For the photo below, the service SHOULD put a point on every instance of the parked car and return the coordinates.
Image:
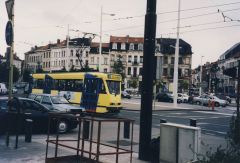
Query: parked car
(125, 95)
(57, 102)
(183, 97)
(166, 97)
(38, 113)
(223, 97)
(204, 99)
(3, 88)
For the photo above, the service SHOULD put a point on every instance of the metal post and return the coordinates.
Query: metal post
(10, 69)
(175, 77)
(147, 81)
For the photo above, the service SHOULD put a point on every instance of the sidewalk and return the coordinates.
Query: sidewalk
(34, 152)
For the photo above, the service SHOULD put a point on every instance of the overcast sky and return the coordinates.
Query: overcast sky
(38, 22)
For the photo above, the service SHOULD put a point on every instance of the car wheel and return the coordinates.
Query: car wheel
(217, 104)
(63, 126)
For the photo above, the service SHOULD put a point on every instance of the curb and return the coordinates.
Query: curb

==

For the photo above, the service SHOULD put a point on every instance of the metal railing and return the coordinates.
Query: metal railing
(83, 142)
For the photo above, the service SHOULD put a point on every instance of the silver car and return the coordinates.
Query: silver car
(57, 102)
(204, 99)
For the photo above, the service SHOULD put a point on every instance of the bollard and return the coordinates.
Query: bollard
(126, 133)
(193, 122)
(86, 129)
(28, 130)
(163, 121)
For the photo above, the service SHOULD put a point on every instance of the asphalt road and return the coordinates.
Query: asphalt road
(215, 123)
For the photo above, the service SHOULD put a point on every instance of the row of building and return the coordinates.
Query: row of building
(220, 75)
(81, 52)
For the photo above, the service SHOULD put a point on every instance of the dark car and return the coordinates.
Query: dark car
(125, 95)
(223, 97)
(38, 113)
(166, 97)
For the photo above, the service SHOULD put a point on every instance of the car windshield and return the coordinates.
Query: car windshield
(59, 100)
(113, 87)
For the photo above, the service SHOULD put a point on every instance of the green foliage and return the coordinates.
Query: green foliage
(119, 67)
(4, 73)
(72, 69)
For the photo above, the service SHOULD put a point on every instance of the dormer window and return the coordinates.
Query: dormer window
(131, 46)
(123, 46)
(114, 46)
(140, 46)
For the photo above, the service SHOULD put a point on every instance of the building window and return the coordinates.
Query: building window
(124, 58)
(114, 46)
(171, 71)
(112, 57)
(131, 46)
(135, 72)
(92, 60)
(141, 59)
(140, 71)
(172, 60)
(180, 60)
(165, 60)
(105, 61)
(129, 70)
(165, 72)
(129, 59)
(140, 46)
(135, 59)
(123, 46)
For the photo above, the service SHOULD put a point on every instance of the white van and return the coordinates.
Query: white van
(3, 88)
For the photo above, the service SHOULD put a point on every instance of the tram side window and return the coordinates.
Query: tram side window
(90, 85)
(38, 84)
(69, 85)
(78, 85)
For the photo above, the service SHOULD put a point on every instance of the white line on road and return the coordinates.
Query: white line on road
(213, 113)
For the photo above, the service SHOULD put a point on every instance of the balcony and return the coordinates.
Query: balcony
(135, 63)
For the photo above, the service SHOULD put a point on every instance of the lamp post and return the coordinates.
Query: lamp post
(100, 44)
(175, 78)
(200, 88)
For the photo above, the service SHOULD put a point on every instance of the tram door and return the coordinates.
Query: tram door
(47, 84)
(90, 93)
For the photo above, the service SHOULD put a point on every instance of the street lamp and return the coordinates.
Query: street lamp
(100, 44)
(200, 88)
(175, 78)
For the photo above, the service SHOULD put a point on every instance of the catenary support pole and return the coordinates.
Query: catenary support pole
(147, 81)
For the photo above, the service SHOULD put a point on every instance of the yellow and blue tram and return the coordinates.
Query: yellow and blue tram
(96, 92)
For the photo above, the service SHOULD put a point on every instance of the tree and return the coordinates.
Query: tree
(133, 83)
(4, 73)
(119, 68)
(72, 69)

...

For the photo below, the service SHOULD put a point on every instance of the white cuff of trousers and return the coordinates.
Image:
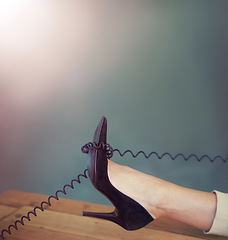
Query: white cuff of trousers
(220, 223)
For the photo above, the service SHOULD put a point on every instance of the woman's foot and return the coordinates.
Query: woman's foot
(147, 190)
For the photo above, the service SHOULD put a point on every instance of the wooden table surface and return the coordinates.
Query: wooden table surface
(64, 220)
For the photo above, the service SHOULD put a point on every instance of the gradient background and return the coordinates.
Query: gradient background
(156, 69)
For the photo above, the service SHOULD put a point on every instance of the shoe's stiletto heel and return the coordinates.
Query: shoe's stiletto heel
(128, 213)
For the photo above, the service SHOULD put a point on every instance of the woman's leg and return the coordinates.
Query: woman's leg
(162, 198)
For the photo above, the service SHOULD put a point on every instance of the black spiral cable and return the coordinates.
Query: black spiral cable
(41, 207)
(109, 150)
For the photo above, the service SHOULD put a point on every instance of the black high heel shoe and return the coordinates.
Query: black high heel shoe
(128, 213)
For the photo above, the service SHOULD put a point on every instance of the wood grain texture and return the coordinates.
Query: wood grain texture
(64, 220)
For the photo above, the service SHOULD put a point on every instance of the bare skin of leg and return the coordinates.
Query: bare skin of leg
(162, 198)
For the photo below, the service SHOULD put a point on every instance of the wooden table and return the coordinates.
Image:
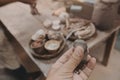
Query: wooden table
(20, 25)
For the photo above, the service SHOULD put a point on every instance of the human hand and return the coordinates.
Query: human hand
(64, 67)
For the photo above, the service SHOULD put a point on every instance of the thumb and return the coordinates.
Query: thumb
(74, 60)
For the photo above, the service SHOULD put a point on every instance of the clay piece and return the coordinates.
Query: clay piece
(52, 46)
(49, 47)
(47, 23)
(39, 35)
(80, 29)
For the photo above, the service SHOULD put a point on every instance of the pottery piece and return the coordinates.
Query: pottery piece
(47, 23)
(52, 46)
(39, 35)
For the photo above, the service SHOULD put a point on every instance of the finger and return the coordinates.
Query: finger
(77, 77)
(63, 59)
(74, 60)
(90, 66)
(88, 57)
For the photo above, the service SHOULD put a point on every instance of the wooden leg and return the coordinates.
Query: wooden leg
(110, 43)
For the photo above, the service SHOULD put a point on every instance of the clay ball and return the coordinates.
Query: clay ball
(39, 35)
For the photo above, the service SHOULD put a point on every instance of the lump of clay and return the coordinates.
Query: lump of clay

_WHAT THIS TASK INVOLVES_
Beginning with the line holding "finger and return the coordinates." and ending with the line holding "Query: lump of clay", write out the stretch of material above exactly; add no further lines.

_OUTPUT_
For the photo above, the service SHOULD put a point on every instance of the finger and return the coordinates.
Query: finger
(77, 77)
(63, 59)
(74, 60)
(90, 66)
(88, 57)
For the photo above, the service SHOULD put a point on every instance of the wooden leg and return the coordinates.
Query: wooden leg
(110, 43)
For the photo above, the service SHOULD put a point on every instance of the clay ball and return the coordinates.
Query: clay ball
(39, 35)
For the photo above, the service SHOULD put a point on every instance of the lump of clay and return the coordinates.
Query: lump of clay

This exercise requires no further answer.